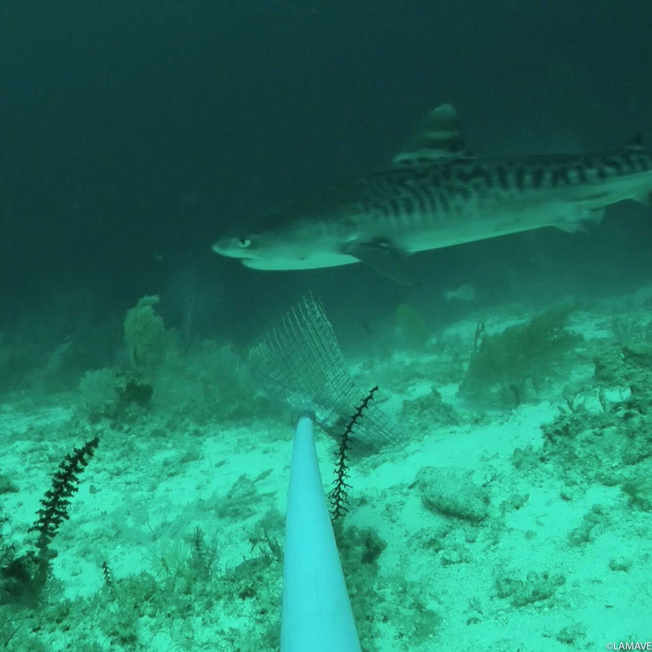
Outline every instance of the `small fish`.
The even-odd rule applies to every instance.
[[[387,169],[282,206],[213,249],[254,269],[362,261],[409,284],[411,254],[544,226],[584,230],[623,200],[652,203],[640,137],[602,154],[478,158],[444,104]]]
[[[475,288],[468,283],[460,286],[457,289],[444,290],[444,300],[446,301],[452,299],[458,301],[472,301],[474,299],[475,299]]]

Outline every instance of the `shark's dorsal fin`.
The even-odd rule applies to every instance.
[[[462,140],[455,108],[452,104],[442,104],[426,116],[393,162],[409,166],[472,158]]]

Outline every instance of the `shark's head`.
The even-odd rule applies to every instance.
[[[342,250],[328,200],[288,204],[218,240],[213,250],[254,269],[310,269],[355,263]]]

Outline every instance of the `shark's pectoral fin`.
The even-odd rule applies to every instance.
[[[597,208],[591,210],[580,209],[574,211],[561,222],[558,222],[553,226],[567,233],[576,233],[578,231],[583,233],[590,233],[591,227],[597,224],[604,216],[604,208]]]
[[[406,254],[387,240],[349,243],[342,247],[342,252],[355,256],[372,269],[402,285],[413,284],[405,267]]]

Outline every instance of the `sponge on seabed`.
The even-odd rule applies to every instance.
[[[424,506],[447,516],[478,522],[489,516],[489,492],[460,469],[426,466],[411,487],[418,487]]]

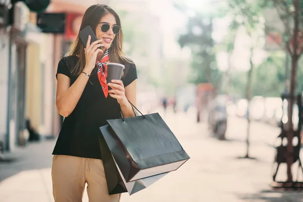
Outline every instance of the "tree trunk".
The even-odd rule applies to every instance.
[[[297,54],[297,47],[298,45],[298,32],[299,28],[299,0],[293,0],[294,8],[294,31],[293,31],[293,52],[291,54],[291,75],[290,77],[290,97],[288,99],[287,116],[288,122],[287,122],[287,129],[286,134],[287,135],[287,148],[286,164],[287,165],[287,181],[292,181],[292,174],[291,173],[291,166],[293,160],[293,146],[292,145],[292,139],[293,138],[293,125],[292,124],[292,108],[295,99],[295,73],[298,63],[298,56]]]
[[[251,80],[252,77],[252,70],[254,69],[254,64],[252,64],[252,51],[253,48],[250,49],[250,57],[249,58],[249,62],[250,64],[250,68],[247,73],[247,85],[246,91],[246,99],[247,100],[247,129],[246,133],[246,154],[245,158],[249,158],[249,128],[250,126],[250,119],[249,118],[249,105],[250,104],[250,99],[251,96]]]

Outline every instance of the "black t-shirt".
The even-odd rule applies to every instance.
[[[76,56],[65,57],[58,64],[57,74],[68,76],[71,86],[78,77],[72,75],[71,70],[78,60]],[[121,80],[126,87],[137,79],[137,72],[134,64],[124,65]],[[99,128],[108,124],[107,120],[121,118],[120,108],[117,99],[109,95],[105,97],[96,71],[94,72],[89,78],[91,83],[87,82],[74,111],[64,119],[53,155],[102,159],[103,139]]]

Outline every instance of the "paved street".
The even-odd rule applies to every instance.
[[[303,201],[302,192],[270,191],[275,153],[271,145],[278,128],[253,123],[250,154],[256,160],[238,159],[245,152],[244,120],[231,118],[228,140],[219,141],[205,123],[195,122],[193,113],[163,117],[191,159],[147,188],[130,196],[123,194],[121,202]],[[0,201],[54,201],[50,168],[55,142],[18,148],[12,154],[15,161],[0,163]],[[88,201],[86,193],[83,201]]]

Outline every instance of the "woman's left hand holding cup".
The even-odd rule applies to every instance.
[[[109,90],[110,95],[117,99],[118,103],[121,106],[125,106],[128,101],[125,96],[125,89],[123,82],[121,80],[112,80],[111,82],[108,84],[108,86],[112,88]]]

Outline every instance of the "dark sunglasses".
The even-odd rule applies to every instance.
[[[111,26],[108,24],[103,24],[101,25],[101,31],[103,32],[106,32],[110,30]],[[115,34],[117,34],[120,30],[120,27],[119,25],[114,25],[112,27],[113,32]]]

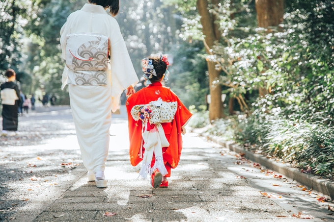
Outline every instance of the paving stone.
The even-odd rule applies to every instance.
[[[128,203],[125,205],[120,205],[117,203],[117,200],[113,201],[109,201],[107,203],[54,203],[48,207],[46,211],[94,211],[94,210],[120,210],[131,208],[141,208],[143,209],[152,209],[152,203],[140,203],[136,204]]]
[[[34,221],[92,221],[96,216],[97,211],[45,211]]]
[[[105,197],[72,197],[58,199],[55,203],[103,203],[107,201]]]

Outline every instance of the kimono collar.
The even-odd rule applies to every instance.
[[[107,14],[107,12],[106,12],[106,10],[102,6],[88,3],[85,4],[81,10],[85,12],[93,13]]]
[[[162,86],[163,84],[160,82],[154,82],[150,84],[150,86]]]

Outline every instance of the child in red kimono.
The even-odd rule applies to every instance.
[[[155,188],[168,187],[171,169],[180,160],[181,134],[186,133],[184,126],[192,115],[169,88],[163,86],[168,65],[167,57],[161,55],[143,59],[144,77],[149,85],[126,102],[130,161],[135,166],[143,161],[139,175],[145,178],[151,174]]]

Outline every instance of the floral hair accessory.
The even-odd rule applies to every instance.
[[[165,81],[167,81],[168,80],[167,74],[169,74],[168,71],[167,70],[168,66],[169,65],[169,63],[168,62],[168,58],[167,58],[167,56],[163,55],[162,54],[157,54],[156,56],[160,57],[161,60],[165,62],[167,66],[166,72],[164,75],[164,79]],[[145,79],[146,79],[146,83],[148,85],[150,85],[151,82],[149,79],[152,78],[153,75],[157,76],[157,73],[154,69],[152,60],[148,58],[145,58],[141,60],[141,61],[142,62],[142,72],[144,72],[143,76],[145,78]]]
[[[166,65],[167,65],[167,69],[168,69],[168,66],[169,65],[169,63],[168,62],[168,58],[167,58],[167,56],[166,55],[163,56],[162,54],[160,54],[160,57],[161,58],[161,60],[165,62]]]
[[[152,63],[152,59],[145,58],[142,60],[142,71],[146,76],[146,78],[151,78],[153,75],[157,76],[157,73],[155,72],[154,67]]]

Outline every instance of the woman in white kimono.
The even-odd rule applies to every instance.
[[[67,65],[63,73],[62,88],[69,85],[71,108],[84,164],[88,170],[88,180],[95,180],[98,188],[105,188],[107,181],[104,170],[109,148],[111,110],[118,108],[119,98],[124,89],[127,89],[127,96],[135,92],[133,86],[139,80],[119,26],[106,11],[109,9],[111,16],[115,16],[119,9],[119,0],[88,1],[89,4],[85,4],[81,10],[71,14],[61,28],[63,57],[66,59],[69,34],[97,33],[108,37],[110,63],[108,63],[105,73],[105,84],[77,84],[73,80],[75,71]],[[98,72],[90,73],[97,76],[95,74]]]

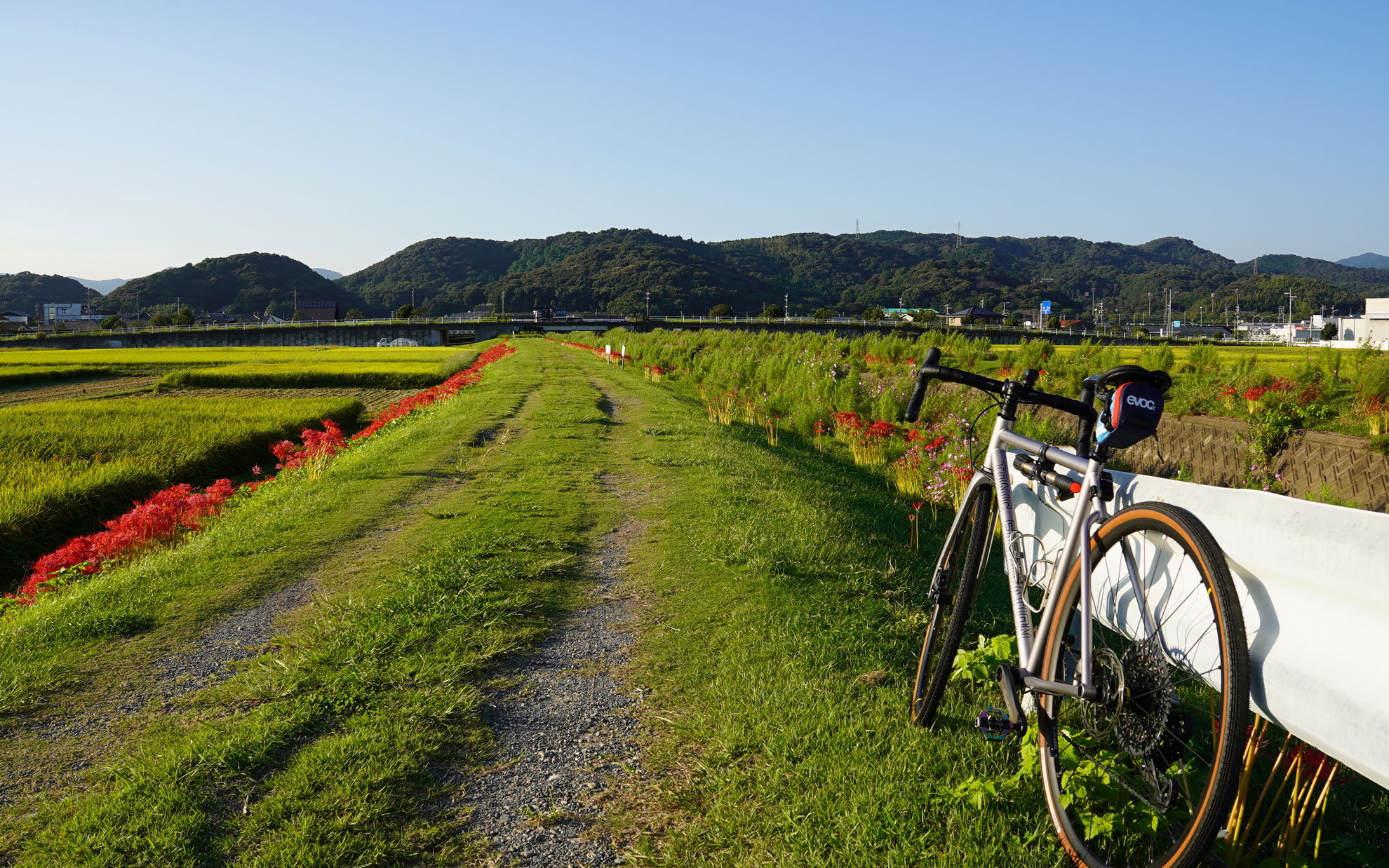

________________________________________

SHORT TASK: Find every line in the records above that contains the string "kimono", and copy each of those lines. Matching is case-sensitive.

OUTPUT FOR THIS TASK:
Outline every instance of the kimono collar.
Outline every instance of the child in red kimono.
Outline every instance of the woman in white kimono.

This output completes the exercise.